EXERCISE AIM: Below is a block of records: output all of them exactly and leave out the pictures.

[[ SOURCE MATERIAL open ]]

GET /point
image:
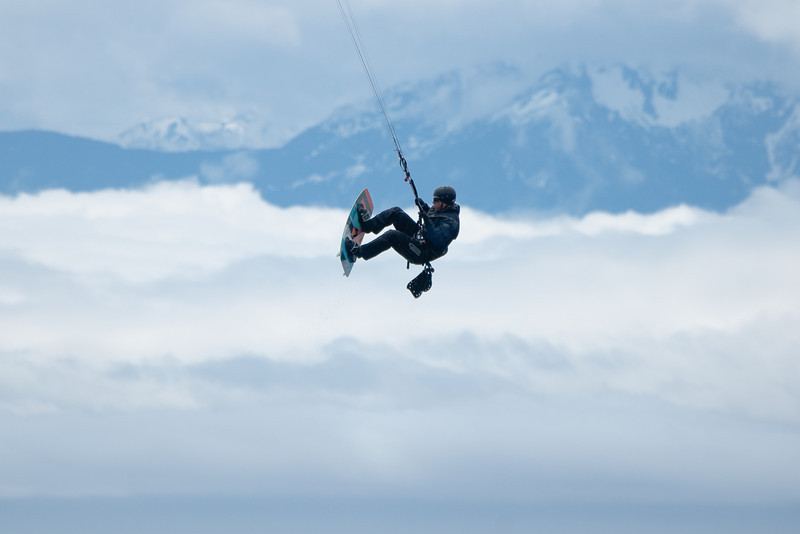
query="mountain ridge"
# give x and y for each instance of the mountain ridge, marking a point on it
(576, 140)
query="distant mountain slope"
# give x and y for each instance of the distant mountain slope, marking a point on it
(577, 140)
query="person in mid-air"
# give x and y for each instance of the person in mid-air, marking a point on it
(440, 225)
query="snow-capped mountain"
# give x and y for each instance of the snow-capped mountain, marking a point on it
(181, 135)
(573, 140)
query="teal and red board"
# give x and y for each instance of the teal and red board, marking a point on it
(352, 228)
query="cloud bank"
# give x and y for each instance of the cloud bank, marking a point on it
(203, 340)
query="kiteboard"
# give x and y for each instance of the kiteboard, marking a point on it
(352, 229)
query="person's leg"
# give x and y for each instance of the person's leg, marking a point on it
(399, 241)
(393, 216)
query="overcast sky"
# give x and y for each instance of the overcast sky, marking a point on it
(99, 68)
(178, 340)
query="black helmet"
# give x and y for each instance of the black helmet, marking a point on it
(445, 193)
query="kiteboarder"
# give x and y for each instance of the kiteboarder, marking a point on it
(418, 245)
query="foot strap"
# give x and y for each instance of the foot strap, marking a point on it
(422, 282)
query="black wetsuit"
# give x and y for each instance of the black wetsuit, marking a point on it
(439, 229)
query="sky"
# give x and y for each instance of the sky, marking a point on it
(99, 68)
(184, 357)
(176, 340)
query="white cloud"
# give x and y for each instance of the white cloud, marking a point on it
(772, 20)
(183, 308)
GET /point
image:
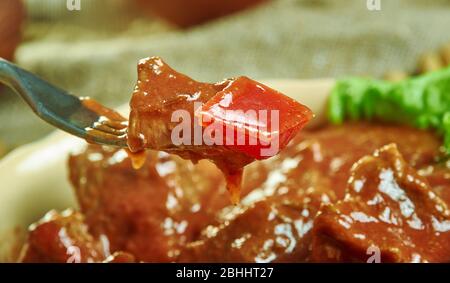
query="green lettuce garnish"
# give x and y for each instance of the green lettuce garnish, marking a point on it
(422, 102)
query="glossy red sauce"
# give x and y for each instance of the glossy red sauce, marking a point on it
(161, 91)
(331, 195)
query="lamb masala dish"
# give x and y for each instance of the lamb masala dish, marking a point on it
(328, 194)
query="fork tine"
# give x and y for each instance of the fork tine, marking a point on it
(81, 117)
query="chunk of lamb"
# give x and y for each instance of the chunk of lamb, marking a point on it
(150, 212)
(389, 212)
(64, 238)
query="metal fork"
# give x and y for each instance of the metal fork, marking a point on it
(81, 117)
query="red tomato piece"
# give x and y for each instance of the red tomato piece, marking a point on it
(254, 117)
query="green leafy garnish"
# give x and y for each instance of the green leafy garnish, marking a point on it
(422, 102)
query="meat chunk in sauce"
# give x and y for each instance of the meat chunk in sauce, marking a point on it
(220, 125)
(287, 202)
(288, 190)
(150, 212)
(64, 238)
(388, 208)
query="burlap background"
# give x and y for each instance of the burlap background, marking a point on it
(94, 52)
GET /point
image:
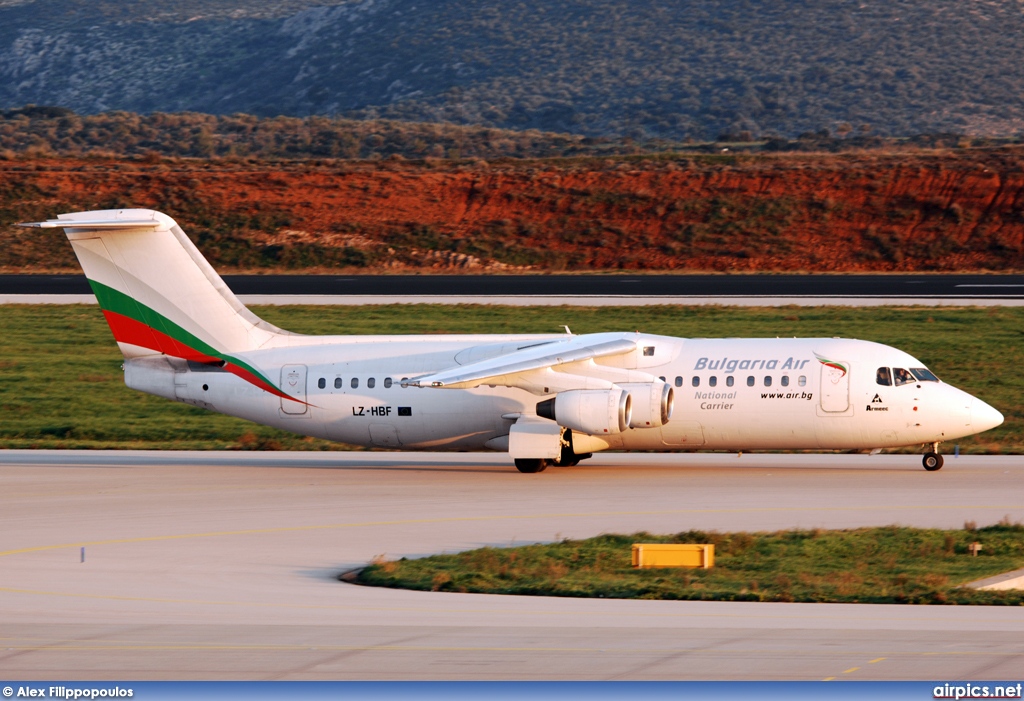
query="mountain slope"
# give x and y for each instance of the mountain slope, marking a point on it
(640, 68)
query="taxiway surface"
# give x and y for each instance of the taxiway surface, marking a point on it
(212, 565)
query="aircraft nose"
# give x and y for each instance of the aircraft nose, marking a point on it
(984, 417)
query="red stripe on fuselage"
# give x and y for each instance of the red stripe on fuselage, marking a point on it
(127, 330)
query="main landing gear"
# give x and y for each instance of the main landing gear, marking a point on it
(932, 459)
(568, 457)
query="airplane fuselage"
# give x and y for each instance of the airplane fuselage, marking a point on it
(736, 394)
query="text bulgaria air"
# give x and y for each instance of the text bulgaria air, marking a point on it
(731, 365)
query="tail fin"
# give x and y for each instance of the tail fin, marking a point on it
(158, 293)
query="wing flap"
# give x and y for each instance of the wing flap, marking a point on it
(577, 349)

[[ SOURCE MATERIAL closed ]]

FINISHED TASK:
GET /point
image:
query="mountain ridge"
# give x and y for each instance of the mountain ridge, marking a point on it
(576, 140)
query="distant mountain slope"
# give x and y for each instance of the distant mountain slope, marking a point on it
(577, 140)
query="person in mid-air"
# give x and y for each instance of the person in mid-air, marking a point on it
(440, 225)
query="snow-capped mountain"
# give x and y for each instance of the snow-capped mountain, marking a point on it
(181, 135)
(573, 140)
query="teal and red board"
# give x and y for each instance of the teal and red board, marking a point on it
(352, 228)
query="cloud bank"
# give x and y for each instance of the cloud bank, marking a point on it
(203, 340)
query="kiteboard"
# give x and y for each instance of the kiteboard, marking a point on it
(352, 229)
query="person's leg"
# give x and y for each instance of the person's leg, marking a point on it
(399, 241)
(393, 216)
query="overcast sky"
# give x and y for each instance of the overcast sky, marking a point on it
(99, 68)
(178, 340)
query="black helmet"
# give x and y for each instance of the black helmet, marking a point on it
(445, 193)
query="kiteboarder"
# give x and y for each instance of the kiteboarder, marking a point on it
(418, 245)
query="foot strap"
# give x and y for each instance of the foot strap, marking a point on it
(422, 282)
query="black wetsuit"
# give x and y for each instance of the black wetsuit, marking a point on it
(439, 229)
query="sky"
# give x and y for each instance of the sky, marking a point on it
(99, 68)
(184, 357)
(176, 340)
query="white cloud"
# give x and y for each instance of the white cloud, marking a point on it
(772, 20)
(183, 308)
GET /point
image:
query="green lettuce garnish"
# give x and y for each instance of the green lettuce garnish, marking a point on it
(422, 102)
query="glossy red sauce"
# give x and y for each instance of the glossy red sauce, marking a point on it
(161, 91)
(331, 195)
query="lamb masala dish"
# give x and y for each instance of the lamb masala dish, marking a point on it
(328, 194)
query="fork tine"
# give x and y for each instance of the fork tine, marking a point on it
(81, 117)
query="chunk of lamb"
# give x and y for each instance of the chunk of lamb, marking a point on it
(150, 212)
(389, 212)
(64, 238)
query="metal fork"
# give x and y for each instance of the metal fork, marking a point on it
(81, 117)
query="red tomato piece"
# give x and y for each instance of the red tomato piece, marking a point on it
(254, 117)
query="green leafy garnish"
# give x and y for each instance of the green leafy garnish, marking a point on it
(422, 102)
query="meat chunk in sauce"
# give x and y for each instance of the meat chunk in sauce, marking a point on it
(220, 125)
(287, 202)
(288, 190)
(150, 212)
(64, 238)
(388, 208)
query="burlap background"
# give x and y for each instance of the burlap background, marking a point on it
(94, 52)
GET /point
image:
query="mountain slope"
# give x and y for each instance of the mountain slope, marking a point on it
(640, 68)
query="taxiway surface"
# give x and y for each instance of the taxiway surface, marking a point on it
(212, 565)
query="aircraft nose"
# give x and y for each instance of the aircraft nose, marking a point on it
(984, 417)
query="red stripe on fuselage"
# give x and y for each instance of the red stripe on fuselage, marking a point on it
(127, 330)
query="main landing gear"
# give x and y for each instance of the main landing gear, marking a point on it
(932, 459)
(568, 457)
query="airplane fuselage"
# give x and y for each instance of the airplane fuselage, marking a point on it
(736, 394)
query="text bulgaria air"
# give x and y for each instance of the text bulgaria air, marking a point on it
(731, 365)
query="tail fin"
# give x and y for each instance of the tail fin, marking a point on it
(158, 293)
query="wing flap"
# give x and y for each instance of the wing flap, marking a point on it
(577, 349)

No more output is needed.